- Data
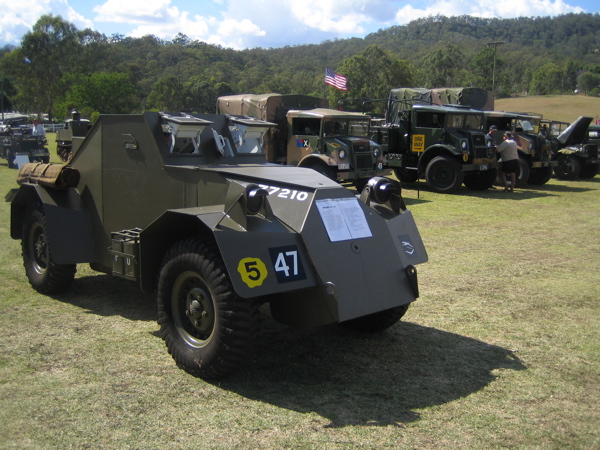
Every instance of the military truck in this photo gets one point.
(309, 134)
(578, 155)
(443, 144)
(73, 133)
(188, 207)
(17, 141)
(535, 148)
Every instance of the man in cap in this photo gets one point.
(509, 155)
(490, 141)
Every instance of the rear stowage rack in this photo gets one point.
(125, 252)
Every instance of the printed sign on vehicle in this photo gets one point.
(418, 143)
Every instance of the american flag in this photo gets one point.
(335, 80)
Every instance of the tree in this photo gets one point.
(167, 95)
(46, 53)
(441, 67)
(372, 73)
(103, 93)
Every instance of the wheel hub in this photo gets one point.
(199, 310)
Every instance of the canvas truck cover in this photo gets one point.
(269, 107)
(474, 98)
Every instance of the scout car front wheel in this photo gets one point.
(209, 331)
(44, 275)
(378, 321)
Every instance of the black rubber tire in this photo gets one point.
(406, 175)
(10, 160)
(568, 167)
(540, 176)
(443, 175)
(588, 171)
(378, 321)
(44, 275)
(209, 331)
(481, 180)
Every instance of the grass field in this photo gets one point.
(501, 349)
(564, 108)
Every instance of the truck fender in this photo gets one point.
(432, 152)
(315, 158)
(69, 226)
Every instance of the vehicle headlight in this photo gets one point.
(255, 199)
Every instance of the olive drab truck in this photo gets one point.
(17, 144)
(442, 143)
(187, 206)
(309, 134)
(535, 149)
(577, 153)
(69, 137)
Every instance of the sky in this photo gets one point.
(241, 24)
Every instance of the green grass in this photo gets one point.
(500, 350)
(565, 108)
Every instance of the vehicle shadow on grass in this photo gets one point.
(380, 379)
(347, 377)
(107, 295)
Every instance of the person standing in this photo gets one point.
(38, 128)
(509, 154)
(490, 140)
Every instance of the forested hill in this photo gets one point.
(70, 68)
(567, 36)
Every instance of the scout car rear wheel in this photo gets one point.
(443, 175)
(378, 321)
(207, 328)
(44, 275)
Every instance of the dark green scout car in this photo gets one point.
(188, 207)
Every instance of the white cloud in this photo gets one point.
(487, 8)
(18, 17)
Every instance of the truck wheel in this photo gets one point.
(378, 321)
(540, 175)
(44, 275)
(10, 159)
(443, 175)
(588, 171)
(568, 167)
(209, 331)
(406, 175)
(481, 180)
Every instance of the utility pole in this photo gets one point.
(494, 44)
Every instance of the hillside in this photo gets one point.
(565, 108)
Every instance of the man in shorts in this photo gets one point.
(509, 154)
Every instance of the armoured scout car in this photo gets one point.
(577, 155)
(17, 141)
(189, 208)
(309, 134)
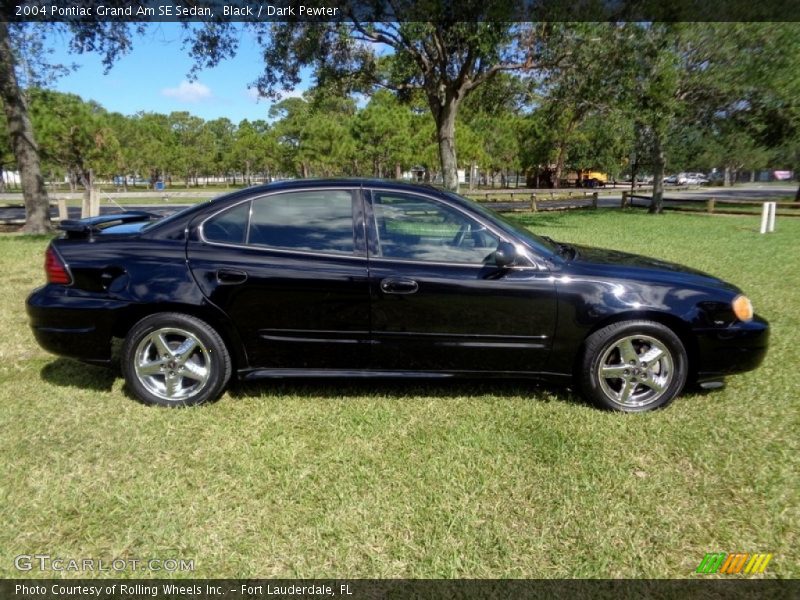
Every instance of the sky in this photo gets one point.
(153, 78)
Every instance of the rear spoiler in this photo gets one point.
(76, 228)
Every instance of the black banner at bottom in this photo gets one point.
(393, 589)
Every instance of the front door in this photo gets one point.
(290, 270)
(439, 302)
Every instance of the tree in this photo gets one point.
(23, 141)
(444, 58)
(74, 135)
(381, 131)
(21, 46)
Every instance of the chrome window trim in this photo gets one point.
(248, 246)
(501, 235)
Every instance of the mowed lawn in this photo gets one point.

- Written request
Render the lines above as a Markdown table with the columns "Row" and "Line", numbering each row and skipping blank lines. Leave the pictures out.

- Written response
| Row | Line |
|---|---|
| 1 | Every instance of the military truck in this photo gets one point. |
| 2 | (309, 134) |
| 3 | (578, 155) |
| 4 | (443, 144) |
| 5 | (73, 133) |
| 6 | (188, 207) |
| 7 | (17, 141) |
| 8 | (535, 148) |
| 9 | Every instance of the man in cap in this photo gets one point. |
| 10 | (509, 155) |
| 11 | (490, 141) |
| 12 | Every instance of the rear stowage rack in this photo gets one point. |
| 13 | (125, 252) |
| 14 | Every instance of the printed sign on vehicle in this photo gets one point. |
| 15 | (418, 143) |
| 16 | Every instance of the american flag in this photo gets one point. |
| 17 | (335, 80) |
| 18 | Every instance of the tree in this photo gets one point. |
| 19 | (167, 95) |
| 20 | (46, 53) |
| 21 | (441, 67) |
| 22 | (372, 73) |
| 23 | (103, 93) |
| 24 | Every instance of the wheel hub in this photo gets one point. |
| 25 | (199, 310) |
| 26 | Every instance of the canvas truck cover in this photo gets one point. |
| 27 | (269, 107) |
| 28 | (474, 98) |
| 29 | Every instance of the scout car front wheel in this photo gets one point. |
| 30 | (209, 331) |
| 31 | (44, 275) |
| 32 | (378, 321) |
| 33 | Every instance of the black rubber tire in this photo gets one point. |
| 34 | (406, 175) |
| 35 | (10, 160) |
| 36 | (568, 167) |
| 37 | (540, 176) |
| 38 | (443, 175) |
| 39 | (588, 171) |
| 40 | (378, 321) |
| 41 | (44, 275) |
| 42 | (209, 331) |
| 43 | (481, 180) |
| 44 | Every instance of the grass field in this photo gets one point. |
| 45 | (501, 349) |
| 46 | (564, 108) |
| 47 | Every instance of the truck fender in this photo gets one point. |
| 48 | (432, 152) |
| 49 | (315, 158) |
| 50 | (69, 226) |
| 51 | Every instance of the vehicle headlight in this photo gets one point. |
| 52 | (255, 199) |
| 53 | Every instance of the olive drab truck in this photo gets one point. |
| 54 | (17, 144) |
| 55 | (442, 143) |
| 56 | (187, 206) |
| 57 | (309, 134) |
| 58 | (535, 149) |
| 59 | (577, 153) |
| 60 | (69, 137) |
| 61 | Every instance of the sky in this photo gets one point. |
| 62 | (241, 24) |
| 63 | Every instance of the green grass in this photo gets one point. |
| 64 | (500, 350) |
| 65 | (565, 108) |
| 66 | Every instance of the vehicle shadow on grass in this photo gets one point. |
| 67 | (380, 379) |
| 68 | (347, 377) |
| 69 | (107, 295) |
| 70 | Every instance of the person standing in this photo gets one point. |
| 71 | (38, 128) |
| 72 | (509, 154) |
| 73 | (490, 140) |
| 74 | Every instance of the forested hill in this photo gets one point. |
| 75 | (70, 68) |
| 76 | (567, 36) |
| 77 | Every instance of the scout car rear wheel in this photo gets one point. |
| 78 | (443, 175) |
| 79 | (378, 321) |
| 80 | (207, 328) |
| 81 | (44, 275) |
| 82 | Every instance of the dark green scout car in this photo gets one point. |
| 83 | (188, 207) |
| 84 | Every instance of the white cloud in this photo gets one point. |
| 85 | (487, 8) |
| 86 | (18, 17) |
| 87 | Every instance of the truck wheel in this photo gets one point. |
| 88 | (378, 321) |
| 89 | (540, 175) |
| 90 | (44, 275) |
| 91 | (10, 159) |
| 92 | (443, 175) |
| 93 | (588, 171) |
| 94 | (568, 167) |
| 95 | (209, 331) |
| 96 | (406, 175) |
| 97 | (481, 180) |
| 98 | Every instance of the utility pole in this photo gets one point. |
| 99 | (494, 44) |
| 100 | Every instance of the hillside in this photo gets one point. |
| 101 | (565, 108) |
| 102 | Every instance of the man in shorts in this photo gets one point. |
| 103 | (509, 154) |
| 104 | Every instance of the armoured scout car in this photo gets one point. |
| 105 | (577, 155) |
| 106 | (17, 141) |
| 107 | (189, 208) |
| 108 | (309, 134) |
| 109 | Every instance of the sky in this photo gets one point. |
| 110 | (153, 78) |
| 111 | Every instance of the rear spoiler in this photo gets one point. |
| 112 | (76, 228) |
| 113 | Every instance of the black banner at bottom in this photo gets one point. |
| 114 | (393, 589) |
| 115 | Every instance of the front door in this photo gets one point. |
| 116 | (290, 270) |
| 117 | (439, 302) |
| 118 | Every instance of the tree in this photo gets one point. |
| 119 | (23, 141) |
| 120 | (444, 58) |
| 121 | (74, 135) |
| 122 | (381, 131) |
| 123 | (21, 46) |
| 124 | Every instance of the chrome window trim in this photo gets one point. |
| 125 | (248, 246) |
| 126 | (501, 235) |
| 127 | Every instance of the mowed lawn in this photo gets one point. |